══ Task input ══

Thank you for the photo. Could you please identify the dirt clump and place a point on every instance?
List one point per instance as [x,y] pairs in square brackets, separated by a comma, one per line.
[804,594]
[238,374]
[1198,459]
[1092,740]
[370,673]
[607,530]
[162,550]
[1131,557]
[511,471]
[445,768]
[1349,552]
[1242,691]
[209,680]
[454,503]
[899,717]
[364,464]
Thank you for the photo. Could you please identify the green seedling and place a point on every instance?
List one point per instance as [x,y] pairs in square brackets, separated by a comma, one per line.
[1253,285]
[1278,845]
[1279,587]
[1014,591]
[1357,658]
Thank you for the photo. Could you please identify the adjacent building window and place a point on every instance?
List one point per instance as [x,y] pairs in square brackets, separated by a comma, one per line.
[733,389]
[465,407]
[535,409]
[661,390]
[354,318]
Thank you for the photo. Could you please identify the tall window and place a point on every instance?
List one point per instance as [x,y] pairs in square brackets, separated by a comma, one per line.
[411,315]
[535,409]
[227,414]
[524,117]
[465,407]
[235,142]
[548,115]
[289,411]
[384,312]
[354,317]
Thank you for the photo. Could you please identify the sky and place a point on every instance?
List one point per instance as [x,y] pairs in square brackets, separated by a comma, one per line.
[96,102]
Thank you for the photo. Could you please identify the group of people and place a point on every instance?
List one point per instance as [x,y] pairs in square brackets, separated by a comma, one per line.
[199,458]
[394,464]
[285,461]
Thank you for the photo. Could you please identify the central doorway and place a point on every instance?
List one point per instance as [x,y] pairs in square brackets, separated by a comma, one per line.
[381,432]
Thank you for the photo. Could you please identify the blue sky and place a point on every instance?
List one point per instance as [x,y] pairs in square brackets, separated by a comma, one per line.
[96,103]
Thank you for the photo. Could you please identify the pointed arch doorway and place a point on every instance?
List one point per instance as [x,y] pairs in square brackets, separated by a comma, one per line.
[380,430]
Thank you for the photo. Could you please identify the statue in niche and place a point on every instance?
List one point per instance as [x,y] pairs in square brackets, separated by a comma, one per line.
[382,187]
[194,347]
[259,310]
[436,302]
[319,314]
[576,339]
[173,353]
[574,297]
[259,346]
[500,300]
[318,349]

═══

For this task, copy exactly the line with "Thank you for the photo. Could you please identify the sky" and the lines that come after it, stopping at the end of the material above.

Thank you for the photo. Could you please identify the sky and place a point on every instance?
List one point per instance as [x,y] pairs in square brackets, separated by a comma, one per line.
[96,102]
Thank you for the photo. Could you please identify the group of people and place a point on every instance?
List one point per instance as [x,y] pairs in square brackets, separated by a comma, one per line.
[199,458]
[394,464]
[285,461]
Thank you for the photo. Could you please identify the central doorway and place a point on every instance?
List one point per instance as [x,y] pairs in square brackets, separated by a comma, one per line.
[381,432]
Thank you for the photo. Could you please identify the blue sky and place a point on every instance?
List one point per instance as [x,y] pairs in square brackets, separated by a comma, one per line.
[96,103]
Thank you for the photo. Could you please identify the pointed arch doorway and place a point on every instance?
List one point per instance as [x,y] pairs in square brackets, separated by a comma, one per line.
[380,430]
Thank you for the photo. Could you please identify the statue in niche and place a point on every instance?
List one point per instance as [x,y] pairs in square brackets, separated by a comma, one per line.
[382,187]
[194,347]
[259,310]
[436,302]
[319,314]
[576,339]
[173,353]
[574,297]
[259,346]
[500,300]
[318,349]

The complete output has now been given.